▶ _EXERCISE BRIEF_: Go through the records below and copy out every line holding "fingers".

┄┄┄┄┄┄

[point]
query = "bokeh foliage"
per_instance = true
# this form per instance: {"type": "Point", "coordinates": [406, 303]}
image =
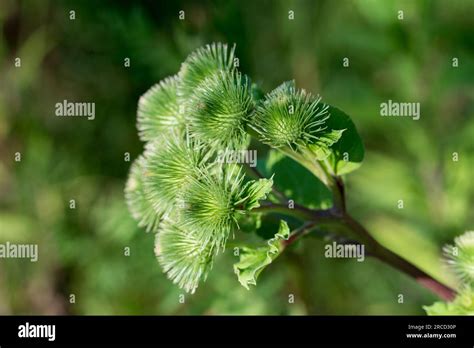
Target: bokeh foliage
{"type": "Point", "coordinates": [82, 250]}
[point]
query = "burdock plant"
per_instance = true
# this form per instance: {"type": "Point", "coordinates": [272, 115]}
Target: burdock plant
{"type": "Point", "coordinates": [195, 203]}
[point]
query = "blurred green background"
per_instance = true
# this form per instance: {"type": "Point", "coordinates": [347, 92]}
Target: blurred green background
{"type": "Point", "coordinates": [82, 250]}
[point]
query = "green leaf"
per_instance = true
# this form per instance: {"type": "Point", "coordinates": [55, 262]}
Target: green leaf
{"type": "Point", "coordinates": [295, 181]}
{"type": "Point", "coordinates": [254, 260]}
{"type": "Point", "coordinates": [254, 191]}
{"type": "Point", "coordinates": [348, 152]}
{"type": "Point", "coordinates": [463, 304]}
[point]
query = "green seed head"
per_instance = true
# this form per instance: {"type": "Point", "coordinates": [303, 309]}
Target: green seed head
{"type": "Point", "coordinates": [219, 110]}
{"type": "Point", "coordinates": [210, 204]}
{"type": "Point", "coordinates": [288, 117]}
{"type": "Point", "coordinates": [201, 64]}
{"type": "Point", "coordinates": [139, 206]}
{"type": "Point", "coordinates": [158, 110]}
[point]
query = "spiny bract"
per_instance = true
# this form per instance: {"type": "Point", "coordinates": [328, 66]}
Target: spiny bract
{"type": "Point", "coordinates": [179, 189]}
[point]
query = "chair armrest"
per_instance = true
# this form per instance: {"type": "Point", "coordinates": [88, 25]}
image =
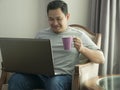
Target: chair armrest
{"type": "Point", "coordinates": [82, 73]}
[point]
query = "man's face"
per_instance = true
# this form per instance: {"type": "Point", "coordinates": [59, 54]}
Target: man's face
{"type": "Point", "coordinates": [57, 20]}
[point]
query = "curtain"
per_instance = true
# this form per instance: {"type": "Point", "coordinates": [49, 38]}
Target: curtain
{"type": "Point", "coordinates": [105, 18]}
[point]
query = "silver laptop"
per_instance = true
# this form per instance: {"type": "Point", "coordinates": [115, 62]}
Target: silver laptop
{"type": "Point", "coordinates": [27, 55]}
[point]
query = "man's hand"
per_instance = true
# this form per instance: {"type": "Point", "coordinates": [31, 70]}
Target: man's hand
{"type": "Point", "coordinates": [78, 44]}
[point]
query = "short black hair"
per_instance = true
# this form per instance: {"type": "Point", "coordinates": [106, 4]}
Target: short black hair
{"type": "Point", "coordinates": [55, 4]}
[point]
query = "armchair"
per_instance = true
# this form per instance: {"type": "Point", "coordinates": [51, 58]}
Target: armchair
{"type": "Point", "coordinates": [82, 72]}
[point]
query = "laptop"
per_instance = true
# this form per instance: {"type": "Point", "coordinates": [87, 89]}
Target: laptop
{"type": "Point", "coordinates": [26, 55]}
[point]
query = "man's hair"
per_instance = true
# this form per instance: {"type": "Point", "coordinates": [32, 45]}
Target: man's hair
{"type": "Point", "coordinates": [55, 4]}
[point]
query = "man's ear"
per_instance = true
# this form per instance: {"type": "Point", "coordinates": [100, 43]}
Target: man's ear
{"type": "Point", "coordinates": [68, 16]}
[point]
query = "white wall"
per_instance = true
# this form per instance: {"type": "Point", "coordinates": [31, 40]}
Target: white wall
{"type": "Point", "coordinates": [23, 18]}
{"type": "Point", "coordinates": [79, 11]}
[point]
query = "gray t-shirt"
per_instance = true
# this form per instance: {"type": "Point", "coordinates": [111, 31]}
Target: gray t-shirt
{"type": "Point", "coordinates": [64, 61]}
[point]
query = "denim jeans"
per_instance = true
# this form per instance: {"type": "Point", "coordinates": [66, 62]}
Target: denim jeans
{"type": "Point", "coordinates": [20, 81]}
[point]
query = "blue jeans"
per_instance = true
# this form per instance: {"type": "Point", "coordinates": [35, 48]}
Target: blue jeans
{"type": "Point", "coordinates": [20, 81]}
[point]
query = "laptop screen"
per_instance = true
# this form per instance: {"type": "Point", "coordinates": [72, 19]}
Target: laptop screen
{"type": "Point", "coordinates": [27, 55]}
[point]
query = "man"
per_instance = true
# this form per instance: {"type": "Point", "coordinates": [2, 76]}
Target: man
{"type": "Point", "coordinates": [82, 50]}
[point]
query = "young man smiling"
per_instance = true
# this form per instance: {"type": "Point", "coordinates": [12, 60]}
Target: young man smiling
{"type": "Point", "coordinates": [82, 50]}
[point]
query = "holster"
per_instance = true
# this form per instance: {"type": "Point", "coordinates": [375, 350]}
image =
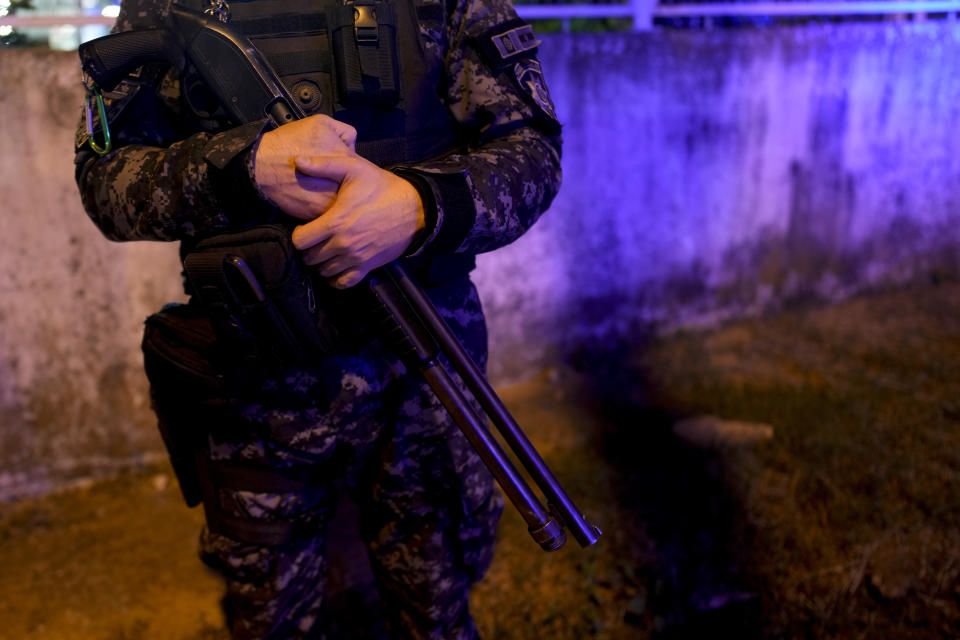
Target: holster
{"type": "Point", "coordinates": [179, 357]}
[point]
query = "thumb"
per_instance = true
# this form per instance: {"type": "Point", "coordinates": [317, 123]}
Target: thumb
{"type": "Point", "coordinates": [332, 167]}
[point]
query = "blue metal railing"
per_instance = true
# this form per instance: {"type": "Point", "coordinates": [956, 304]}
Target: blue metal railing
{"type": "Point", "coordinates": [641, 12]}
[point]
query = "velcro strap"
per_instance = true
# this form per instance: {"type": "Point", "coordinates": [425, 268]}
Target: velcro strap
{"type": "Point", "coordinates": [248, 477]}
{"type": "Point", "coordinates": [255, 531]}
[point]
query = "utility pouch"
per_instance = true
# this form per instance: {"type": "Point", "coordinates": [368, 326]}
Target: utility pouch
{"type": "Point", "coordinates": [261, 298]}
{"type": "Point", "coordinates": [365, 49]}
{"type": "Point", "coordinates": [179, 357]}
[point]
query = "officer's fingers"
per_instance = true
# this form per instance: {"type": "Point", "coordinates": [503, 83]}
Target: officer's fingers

┄┄┄┄┄┄

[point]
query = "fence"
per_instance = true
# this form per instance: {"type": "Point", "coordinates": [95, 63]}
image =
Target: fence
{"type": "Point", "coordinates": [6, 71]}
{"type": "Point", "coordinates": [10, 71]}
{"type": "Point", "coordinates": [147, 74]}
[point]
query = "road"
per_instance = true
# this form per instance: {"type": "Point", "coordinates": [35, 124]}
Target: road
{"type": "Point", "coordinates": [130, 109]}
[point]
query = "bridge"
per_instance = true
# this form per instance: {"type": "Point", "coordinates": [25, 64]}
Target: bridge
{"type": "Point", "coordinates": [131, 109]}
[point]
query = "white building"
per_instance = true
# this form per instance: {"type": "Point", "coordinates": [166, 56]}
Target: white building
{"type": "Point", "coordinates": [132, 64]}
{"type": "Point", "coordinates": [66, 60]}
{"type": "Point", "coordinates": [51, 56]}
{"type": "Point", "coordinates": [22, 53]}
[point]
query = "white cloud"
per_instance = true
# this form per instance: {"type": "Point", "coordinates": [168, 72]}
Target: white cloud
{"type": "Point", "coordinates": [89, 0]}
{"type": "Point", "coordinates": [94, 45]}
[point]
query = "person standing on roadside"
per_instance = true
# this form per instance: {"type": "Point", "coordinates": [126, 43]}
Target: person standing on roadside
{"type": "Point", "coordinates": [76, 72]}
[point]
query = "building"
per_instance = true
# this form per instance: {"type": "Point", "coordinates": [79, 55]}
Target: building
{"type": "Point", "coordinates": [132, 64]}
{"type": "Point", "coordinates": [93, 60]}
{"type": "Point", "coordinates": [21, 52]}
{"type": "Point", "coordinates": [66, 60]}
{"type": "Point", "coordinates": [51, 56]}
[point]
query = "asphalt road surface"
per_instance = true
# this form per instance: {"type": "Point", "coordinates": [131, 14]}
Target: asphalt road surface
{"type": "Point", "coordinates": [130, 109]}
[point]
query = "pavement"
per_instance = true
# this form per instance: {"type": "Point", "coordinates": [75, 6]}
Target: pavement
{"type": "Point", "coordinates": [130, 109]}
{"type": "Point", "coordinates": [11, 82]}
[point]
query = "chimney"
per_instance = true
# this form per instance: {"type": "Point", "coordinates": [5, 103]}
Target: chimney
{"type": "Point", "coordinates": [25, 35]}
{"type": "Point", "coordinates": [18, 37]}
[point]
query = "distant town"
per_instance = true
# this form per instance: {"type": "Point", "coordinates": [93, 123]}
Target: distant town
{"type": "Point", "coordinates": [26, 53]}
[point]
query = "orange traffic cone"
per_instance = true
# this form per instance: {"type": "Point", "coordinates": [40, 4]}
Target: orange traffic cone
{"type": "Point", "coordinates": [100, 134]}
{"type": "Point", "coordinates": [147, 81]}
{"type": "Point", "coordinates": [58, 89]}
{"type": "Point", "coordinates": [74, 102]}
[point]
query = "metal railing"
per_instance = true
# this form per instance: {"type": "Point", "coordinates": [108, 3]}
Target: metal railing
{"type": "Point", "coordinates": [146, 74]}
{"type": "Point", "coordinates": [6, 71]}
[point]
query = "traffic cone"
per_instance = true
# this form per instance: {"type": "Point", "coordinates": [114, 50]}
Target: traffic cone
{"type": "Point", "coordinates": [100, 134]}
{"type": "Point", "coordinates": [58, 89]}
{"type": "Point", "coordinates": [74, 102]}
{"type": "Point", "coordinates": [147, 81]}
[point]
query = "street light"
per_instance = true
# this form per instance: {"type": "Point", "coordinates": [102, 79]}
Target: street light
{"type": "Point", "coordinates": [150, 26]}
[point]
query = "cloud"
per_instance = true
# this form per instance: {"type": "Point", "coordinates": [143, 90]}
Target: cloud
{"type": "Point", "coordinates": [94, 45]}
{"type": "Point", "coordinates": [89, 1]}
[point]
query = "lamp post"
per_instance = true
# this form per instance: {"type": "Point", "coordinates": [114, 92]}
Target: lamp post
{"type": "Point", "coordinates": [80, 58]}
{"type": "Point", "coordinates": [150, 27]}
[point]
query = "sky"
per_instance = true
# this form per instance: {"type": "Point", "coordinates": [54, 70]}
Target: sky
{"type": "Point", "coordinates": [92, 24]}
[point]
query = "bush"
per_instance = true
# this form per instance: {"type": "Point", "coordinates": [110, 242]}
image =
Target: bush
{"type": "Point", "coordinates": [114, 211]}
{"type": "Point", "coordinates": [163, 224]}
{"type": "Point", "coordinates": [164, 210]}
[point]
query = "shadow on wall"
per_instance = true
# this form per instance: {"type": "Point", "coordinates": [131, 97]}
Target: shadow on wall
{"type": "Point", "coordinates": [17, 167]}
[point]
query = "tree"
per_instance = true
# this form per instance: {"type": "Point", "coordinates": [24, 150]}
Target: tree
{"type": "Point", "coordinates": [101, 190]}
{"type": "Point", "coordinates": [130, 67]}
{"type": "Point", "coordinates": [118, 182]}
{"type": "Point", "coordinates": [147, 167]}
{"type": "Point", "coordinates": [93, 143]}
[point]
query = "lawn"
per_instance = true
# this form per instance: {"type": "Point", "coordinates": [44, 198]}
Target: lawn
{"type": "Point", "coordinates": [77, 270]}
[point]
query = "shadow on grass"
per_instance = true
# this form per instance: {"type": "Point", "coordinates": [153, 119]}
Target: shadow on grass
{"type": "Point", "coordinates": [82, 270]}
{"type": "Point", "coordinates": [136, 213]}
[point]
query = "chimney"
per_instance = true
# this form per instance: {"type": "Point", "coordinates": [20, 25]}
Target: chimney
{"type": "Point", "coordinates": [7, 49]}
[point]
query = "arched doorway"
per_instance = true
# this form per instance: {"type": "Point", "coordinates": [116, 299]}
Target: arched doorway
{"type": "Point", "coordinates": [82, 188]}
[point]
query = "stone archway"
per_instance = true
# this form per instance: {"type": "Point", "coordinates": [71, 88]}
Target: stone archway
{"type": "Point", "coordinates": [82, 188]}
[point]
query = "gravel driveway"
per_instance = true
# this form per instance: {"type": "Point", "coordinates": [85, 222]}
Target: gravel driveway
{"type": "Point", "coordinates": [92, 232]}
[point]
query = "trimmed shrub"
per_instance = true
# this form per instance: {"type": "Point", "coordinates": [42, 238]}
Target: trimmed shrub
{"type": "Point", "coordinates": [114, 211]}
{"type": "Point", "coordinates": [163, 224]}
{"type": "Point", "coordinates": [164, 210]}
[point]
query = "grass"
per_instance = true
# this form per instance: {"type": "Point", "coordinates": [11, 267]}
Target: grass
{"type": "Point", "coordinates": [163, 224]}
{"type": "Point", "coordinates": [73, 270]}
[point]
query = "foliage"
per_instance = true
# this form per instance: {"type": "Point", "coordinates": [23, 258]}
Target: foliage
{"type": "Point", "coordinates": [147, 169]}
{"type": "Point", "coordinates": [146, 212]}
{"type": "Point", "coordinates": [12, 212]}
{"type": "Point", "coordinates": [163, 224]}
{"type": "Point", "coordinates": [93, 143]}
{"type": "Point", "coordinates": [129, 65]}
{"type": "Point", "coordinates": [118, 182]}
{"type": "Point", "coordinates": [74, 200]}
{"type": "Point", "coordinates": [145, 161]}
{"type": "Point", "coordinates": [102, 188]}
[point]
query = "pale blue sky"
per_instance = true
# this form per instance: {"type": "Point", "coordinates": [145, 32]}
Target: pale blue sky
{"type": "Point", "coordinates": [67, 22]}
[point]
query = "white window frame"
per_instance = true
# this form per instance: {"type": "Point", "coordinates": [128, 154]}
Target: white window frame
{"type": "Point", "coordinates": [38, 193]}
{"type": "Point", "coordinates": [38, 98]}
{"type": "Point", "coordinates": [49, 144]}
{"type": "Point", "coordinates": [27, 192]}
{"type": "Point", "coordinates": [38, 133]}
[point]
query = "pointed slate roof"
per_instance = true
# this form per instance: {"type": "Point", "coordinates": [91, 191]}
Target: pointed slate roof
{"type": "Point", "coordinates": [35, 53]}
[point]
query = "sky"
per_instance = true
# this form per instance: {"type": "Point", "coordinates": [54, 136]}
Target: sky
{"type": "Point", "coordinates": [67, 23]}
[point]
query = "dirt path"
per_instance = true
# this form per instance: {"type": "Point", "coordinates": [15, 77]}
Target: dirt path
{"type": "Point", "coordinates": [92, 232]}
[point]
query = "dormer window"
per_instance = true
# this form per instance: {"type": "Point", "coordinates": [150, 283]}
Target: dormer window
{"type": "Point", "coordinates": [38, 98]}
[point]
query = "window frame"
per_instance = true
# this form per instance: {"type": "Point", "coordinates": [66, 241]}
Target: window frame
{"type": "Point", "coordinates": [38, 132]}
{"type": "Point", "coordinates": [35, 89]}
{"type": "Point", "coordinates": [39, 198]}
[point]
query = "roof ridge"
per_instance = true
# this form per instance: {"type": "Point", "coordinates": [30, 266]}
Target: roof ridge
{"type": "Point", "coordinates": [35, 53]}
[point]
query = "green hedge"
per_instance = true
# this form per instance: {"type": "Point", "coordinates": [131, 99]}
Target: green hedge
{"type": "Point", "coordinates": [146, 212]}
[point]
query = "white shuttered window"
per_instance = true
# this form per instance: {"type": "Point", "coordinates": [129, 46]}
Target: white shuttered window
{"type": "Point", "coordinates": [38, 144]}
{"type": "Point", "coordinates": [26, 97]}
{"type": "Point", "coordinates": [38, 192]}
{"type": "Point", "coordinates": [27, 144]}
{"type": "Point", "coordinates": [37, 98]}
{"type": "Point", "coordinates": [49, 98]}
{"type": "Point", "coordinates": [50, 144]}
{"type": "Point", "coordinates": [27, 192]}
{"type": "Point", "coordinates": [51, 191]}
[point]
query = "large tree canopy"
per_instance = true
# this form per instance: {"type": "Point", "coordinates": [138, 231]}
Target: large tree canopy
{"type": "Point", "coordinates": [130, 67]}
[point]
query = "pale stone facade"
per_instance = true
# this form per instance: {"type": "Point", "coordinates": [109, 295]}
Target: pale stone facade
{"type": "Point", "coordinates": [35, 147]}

┄┄┄┄┄┄

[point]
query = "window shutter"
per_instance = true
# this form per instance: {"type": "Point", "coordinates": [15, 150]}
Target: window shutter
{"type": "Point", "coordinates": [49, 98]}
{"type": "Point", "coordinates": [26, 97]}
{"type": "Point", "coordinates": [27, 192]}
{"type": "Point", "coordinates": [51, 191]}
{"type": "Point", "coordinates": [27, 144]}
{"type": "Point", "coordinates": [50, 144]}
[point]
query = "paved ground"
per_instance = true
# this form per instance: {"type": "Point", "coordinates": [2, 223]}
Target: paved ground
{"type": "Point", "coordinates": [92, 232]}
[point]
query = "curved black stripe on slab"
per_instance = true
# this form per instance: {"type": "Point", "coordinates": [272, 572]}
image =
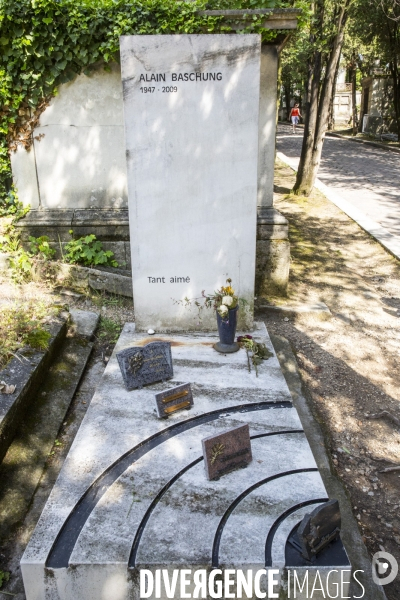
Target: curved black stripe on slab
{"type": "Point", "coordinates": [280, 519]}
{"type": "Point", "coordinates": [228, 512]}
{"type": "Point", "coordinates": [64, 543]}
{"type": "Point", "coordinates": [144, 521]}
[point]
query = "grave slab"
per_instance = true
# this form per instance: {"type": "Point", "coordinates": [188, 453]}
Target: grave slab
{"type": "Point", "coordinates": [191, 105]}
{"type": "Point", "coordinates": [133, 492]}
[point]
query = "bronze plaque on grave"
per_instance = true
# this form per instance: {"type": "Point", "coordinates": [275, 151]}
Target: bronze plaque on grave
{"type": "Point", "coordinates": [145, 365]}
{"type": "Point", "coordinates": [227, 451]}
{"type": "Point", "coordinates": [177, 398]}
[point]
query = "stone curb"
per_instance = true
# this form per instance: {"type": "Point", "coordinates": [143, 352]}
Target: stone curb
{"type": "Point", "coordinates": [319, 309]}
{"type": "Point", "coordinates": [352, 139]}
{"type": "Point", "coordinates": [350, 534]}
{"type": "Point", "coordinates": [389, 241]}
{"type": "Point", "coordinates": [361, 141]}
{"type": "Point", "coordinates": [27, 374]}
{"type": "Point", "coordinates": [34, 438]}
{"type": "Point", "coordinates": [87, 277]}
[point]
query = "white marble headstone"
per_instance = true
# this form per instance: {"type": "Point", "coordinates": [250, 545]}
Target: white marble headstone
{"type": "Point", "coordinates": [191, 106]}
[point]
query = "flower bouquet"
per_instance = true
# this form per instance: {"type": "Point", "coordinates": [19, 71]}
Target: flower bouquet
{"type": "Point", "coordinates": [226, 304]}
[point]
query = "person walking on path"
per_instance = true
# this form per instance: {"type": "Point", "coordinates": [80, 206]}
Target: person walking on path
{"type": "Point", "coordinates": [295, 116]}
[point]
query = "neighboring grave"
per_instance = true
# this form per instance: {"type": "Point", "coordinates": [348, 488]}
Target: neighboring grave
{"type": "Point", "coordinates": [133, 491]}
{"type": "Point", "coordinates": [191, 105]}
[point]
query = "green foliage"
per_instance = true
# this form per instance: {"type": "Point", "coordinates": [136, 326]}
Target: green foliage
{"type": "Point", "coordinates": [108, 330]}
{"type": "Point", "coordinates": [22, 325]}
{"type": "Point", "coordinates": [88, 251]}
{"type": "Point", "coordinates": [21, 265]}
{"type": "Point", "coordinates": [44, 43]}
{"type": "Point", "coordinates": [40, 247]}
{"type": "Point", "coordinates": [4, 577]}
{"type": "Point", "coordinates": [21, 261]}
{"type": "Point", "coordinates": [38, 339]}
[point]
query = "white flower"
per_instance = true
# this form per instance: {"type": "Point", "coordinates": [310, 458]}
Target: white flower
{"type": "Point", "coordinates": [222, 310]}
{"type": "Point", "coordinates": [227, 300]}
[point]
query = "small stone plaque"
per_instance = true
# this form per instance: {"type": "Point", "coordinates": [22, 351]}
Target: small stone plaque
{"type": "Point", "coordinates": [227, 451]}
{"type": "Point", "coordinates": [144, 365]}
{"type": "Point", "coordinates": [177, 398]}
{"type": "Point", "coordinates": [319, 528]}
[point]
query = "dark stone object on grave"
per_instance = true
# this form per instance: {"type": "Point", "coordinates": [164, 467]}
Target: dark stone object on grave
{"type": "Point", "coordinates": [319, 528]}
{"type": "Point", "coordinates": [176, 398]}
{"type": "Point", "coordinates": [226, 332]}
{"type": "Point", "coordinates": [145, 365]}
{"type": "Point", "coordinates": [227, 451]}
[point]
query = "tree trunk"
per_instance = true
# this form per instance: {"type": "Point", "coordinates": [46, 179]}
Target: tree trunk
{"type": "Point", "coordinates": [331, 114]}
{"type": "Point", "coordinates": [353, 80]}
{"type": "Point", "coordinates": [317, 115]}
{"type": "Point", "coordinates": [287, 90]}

┄┄┄┄┄┄

▶ _ANSWER BELOW_:
query = "officer's fingers"
Target: officer's fingers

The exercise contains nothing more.